EXERCISE INSTRUCTIONS = Lay out each line of the entries below as a Markdown table with the columns Row and Line. Number the rows and leave out the blank lines.

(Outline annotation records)
— BEGIN —

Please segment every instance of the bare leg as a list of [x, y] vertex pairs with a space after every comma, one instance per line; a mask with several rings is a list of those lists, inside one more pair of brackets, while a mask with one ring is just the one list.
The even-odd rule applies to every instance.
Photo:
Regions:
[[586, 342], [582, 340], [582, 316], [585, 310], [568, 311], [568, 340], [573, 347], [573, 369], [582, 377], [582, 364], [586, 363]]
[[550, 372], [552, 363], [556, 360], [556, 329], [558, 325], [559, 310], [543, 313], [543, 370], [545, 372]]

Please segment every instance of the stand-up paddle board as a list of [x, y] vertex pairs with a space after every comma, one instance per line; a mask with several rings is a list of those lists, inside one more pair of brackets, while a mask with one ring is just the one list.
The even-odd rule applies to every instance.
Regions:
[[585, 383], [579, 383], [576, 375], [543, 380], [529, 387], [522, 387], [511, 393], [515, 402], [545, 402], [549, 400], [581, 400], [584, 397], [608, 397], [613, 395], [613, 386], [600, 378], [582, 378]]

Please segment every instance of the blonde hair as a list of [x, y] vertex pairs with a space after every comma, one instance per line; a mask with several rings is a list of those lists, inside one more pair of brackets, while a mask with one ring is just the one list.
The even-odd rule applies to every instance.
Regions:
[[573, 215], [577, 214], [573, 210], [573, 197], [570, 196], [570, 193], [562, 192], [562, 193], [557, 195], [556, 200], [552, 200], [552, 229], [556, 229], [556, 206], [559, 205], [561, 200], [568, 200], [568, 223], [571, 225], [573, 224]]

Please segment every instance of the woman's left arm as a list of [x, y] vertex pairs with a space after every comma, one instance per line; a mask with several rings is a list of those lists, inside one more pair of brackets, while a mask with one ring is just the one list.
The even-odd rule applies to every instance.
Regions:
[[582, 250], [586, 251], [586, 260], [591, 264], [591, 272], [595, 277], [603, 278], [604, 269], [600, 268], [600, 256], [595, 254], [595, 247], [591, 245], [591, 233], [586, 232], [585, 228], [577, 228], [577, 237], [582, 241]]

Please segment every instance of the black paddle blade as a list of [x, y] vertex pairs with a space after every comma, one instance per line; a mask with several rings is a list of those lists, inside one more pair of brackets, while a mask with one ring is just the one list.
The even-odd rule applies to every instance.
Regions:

— END —

FINAL ANSWER =
| Row | Line |
|---|---|
| 1 | Please segment every instance of the bare leg as a list of [x, y] vertex pairs with a space after every comma, one instance per line; a mask with several rings is a list of those lists, inside one more pair of brackets, while a mask with one ring is just the one list. |
| 2 | The even-odd rule applies to every instance. |
| 3 | Photo: |
| 4 | Regions: |
| 5 | [[586, 342], [582, 340], [582, 316], [585, 310], [568, 311], [568, 340], [573, 347], [573, 369], [582, 377], [582, 364], [586, 363]] |
| 6 | [[550, 372], [552, 363], [556, 360], [556, 329], [558, 325], [559, 310], [543, 313], [543, 370], [545, 372]] |
| 7 | Please segment every instance of the stand-up paddle board as a list of [x, y] vertex pairs with a space after every comma, one instance per line; a mask with several rings is a list of those lists, inside one more pair of brackets, while a mask with one ring is just the one list. |
| 8 | The even-odd rule applies to every instance. |
| 9 | Regions: |
| 10 | [[585, 383], [579, 383], [576, 375], [543, 380], [529, 387], [522, 387], [511, 393], [515, 402], [545, 402], [549, 400], [581, 400], [584, 397], [608, 397], [613, 395], [613, 386], [600, 378], [582, 378]] |
| 11 | Please segment every instance of the blonde hair as a list of [x, y] vertex pairs with a space after every comma, one instance per line; a mask with several rings is a list of those lists, inside one more pair of brackets, while a mask with one ring is just the one list. |
| 12 | The even-odd rule applies to every instance. |
| 13 | Regions: |
| 14 | [[573, 215], [577, 214], [573, 210], [573, 197], [570, 196], [570, 193], [562, 192], [562, 193], [557, 195], [556, 200], [552, 200], [552, 229], [556, 229], [556, 206], [559, 205], [561, 200], [568, 200], [568, 223], [571, 225], [573, 224]] |
| 15 | Please segment every instance of the woman's left arm as a list of [x, y] vertex pairs with a space after every comma, one instance per line; a mask with several rings is a list of those lists, inside one more pair of brackets, while a mask with one ring is just the one list. |
| 16 | The even-odd rule applies to every instance. |
| 17 | Regions: |
| 18 | [[582, 250], [586, 251], [586, 260], [591, 264], [591, 272], [595, 277], [603, 278], [604, 269], [600, 268], [600, 256], [595, 254], [595, 247], [591, 245], [591, 233], [586, 232], [585, 228], [577, 228], [577, 237], [582, 241]] |
| 19 | Please segment every instance of the black paddle blade as a list of [x, y] vertex pairs with a space after every comma, one instance per line; a mask with several rings is a list of those lists, inside one more pair of brackets, while a mask with one ring is just the one list. |
| 20 | The even-odd rule applies to every instance. |
| 21 | Regions: |